Start

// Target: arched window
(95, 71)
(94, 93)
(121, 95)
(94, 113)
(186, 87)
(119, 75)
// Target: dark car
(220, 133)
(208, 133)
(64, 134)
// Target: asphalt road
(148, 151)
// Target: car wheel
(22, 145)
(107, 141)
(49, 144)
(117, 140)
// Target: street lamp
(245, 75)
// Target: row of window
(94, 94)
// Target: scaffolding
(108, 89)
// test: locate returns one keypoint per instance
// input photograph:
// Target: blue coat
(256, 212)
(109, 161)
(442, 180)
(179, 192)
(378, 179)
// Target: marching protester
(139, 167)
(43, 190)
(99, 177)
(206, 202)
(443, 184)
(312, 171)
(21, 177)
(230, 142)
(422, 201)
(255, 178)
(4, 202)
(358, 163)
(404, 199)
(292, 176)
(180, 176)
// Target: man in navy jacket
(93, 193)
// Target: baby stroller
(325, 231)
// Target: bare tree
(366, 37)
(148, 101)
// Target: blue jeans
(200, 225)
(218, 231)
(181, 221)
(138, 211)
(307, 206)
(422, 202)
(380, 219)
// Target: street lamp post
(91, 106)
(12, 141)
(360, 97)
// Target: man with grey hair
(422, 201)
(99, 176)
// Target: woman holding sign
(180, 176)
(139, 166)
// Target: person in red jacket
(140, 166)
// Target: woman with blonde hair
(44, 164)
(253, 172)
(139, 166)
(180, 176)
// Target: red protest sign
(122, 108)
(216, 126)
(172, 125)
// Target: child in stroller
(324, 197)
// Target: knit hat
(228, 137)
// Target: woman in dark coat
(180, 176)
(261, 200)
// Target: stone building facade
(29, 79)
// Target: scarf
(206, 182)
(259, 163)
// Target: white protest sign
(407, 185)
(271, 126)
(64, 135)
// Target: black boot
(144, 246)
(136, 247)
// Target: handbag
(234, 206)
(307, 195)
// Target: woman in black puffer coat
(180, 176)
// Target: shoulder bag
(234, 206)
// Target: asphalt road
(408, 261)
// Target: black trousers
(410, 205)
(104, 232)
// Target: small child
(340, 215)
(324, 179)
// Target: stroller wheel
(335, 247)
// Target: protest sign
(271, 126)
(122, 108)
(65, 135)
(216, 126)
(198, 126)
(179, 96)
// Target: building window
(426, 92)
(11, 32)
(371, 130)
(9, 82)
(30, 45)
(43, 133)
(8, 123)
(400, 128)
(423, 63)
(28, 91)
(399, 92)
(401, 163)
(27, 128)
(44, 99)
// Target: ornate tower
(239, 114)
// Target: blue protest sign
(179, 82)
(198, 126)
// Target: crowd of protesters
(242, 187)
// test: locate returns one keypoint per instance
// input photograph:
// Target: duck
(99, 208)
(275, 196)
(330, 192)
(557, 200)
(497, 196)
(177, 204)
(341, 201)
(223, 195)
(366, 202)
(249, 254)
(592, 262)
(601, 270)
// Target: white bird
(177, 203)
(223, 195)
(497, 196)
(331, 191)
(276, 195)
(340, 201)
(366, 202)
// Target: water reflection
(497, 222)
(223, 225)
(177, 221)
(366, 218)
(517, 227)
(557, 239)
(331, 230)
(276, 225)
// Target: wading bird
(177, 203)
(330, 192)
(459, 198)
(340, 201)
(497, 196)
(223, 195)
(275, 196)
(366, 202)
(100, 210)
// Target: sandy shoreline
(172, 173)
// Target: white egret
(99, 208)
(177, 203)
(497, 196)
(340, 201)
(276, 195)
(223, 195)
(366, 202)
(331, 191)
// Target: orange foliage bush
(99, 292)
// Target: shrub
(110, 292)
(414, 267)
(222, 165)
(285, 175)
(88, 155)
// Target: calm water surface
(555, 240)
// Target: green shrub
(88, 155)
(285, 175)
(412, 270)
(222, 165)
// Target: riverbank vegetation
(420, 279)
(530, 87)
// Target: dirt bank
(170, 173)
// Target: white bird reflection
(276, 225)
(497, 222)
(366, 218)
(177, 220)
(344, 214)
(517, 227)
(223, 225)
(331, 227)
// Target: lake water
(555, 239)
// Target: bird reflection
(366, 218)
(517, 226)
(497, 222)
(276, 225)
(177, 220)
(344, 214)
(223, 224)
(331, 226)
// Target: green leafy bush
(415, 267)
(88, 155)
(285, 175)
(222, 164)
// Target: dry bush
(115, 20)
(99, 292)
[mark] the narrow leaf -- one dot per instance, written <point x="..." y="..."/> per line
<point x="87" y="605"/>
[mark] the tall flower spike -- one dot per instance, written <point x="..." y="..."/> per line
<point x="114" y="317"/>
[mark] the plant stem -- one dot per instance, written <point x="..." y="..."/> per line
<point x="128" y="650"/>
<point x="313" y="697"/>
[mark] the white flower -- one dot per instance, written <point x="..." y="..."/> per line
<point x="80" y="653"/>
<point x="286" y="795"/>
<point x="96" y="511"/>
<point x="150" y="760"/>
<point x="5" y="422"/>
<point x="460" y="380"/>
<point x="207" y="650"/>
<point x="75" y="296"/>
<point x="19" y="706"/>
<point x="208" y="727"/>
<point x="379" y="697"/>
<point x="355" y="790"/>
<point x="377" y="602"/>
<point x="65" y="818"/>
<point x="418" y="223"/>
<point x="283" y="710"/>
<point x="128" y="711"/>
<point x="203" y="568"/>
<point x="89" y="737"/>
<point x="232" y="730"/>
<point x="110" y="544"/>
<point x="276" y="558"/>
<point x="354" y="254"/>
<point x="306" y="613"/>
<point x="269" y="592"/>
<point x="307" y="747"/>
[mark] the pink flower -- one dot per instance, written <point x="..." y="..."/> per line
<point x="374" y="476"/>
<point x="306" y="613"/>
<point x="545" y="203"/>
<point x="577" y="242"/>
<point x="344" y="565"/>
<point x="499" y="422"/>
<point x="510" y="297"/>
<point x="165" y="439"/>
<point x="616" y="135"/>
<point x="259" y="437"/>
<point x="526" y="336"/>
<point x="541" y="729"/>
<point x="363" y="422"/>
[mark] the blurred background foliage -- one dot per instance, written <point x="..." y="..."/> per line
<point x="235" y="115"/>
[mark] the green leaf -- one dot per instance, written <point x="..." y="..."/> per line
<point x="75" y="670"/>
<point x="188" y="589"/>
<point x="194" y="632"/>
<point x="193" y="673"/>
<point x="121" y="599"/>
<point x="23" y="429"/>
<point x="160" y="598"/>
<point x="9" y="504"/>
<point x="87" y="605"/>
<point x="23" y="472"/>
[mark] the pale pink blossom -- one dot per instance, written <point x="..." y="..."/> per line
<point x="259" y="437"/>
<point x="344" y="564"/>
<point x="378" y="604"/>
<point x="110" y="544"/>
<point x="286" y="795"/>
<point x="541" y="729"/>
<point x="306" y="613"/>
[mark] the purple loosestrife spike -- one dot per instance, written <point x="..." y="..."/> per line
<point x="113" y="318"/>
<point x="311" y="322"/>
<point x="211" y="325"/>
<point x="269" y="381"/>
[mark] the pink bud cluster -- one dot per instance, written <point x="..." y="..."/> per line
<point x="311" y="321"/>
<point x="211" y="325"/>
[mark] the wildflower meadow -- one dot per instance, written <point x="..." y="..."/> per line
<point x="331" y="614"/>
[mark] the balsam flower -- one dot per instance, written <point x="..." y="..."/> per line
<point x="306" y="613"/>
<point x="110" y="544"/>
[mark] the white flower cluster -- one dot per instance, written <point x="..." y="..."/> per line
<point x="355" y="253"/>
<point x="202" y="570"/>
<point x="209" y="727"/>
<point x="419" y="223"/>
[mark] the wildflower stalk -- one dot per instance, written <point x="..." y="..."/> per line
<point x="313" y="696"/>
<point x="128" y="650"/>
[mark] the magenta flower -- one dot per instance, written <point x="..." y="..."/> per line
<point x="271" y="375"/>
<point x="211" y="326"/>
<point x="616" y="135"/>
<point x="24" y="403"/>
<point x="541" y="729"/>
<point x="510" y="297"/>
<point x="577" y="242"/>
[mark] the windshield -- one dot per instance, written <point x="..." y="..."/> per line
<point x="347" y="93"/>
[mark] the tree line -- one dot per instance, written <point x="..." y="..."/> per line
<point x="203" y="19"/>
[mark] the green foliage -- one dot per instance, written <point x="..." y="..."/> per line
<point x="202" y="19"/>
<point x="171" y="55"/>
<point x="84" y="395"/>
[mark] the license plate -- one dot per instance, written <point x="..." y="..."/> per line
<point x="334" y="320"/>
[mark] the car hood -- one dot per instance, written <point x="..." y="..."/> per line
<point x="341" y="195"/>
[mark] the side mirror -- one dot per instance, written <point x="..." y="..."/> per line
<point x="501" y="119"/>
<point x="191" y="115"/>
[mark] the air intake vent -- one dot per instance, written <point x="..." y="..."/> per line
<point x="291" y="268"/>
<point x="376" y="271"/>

End

## [Goal]
Your answer should consist only of the lines from the one with "[mark] the wildflower stalk" through the end of the data above, reproduced exactly.

## [Result below]
[mark] the wildflower stalk -- one dot per instance, written <point x="..." y="..."/> per line
<point x="313" y="696"/>
<point x="128" y="650"/>
[mark] the magenta flower -- one dot per instance, written <point x="..." y="..."/> per line
<point x="271" y="375"/>
<point x="211" y="326"/>
<point x="616" y="135"/>
<point x="24" y="403"/>
<point x="541" y="729"/>
<point x="510" y="297"/>
<point x="577" y="242"/>
[mark] the windshield -- one dot per instance, written <point x="..." y="..."/> per line
<point x="347" y="93"/>
[mark] the tree line -- one dot per instance, written <point x="..." y="..."/> per line
<point x="203" y="19"/>
[mark] the green foliage -- one dot per instance, written <point x="..." y="..."/> per line
<point x="202" y="19"/>
<point x="171" y="55"/>
<point x="84" y="395"/>
[mark] the license plate -- one dot per instance, written <point x="..." y="..."/> per line
<point x="334" y="320"/>
[mark] the car hood -- one dot per instance, written <point x="..." y="..."/> per line
<point x="341" y="195"/>
[mark] the side mirror -- one dot per instance, written <point x="..." y="..."/> per line
<point x="501" y="119"/>
<point x="191" y="115"/>
[mark] the air intake vent -- one dot per instance, written <point x="..." y="..."/> per line
<point x="291" y="268"/>
<point x="376" y="271"/>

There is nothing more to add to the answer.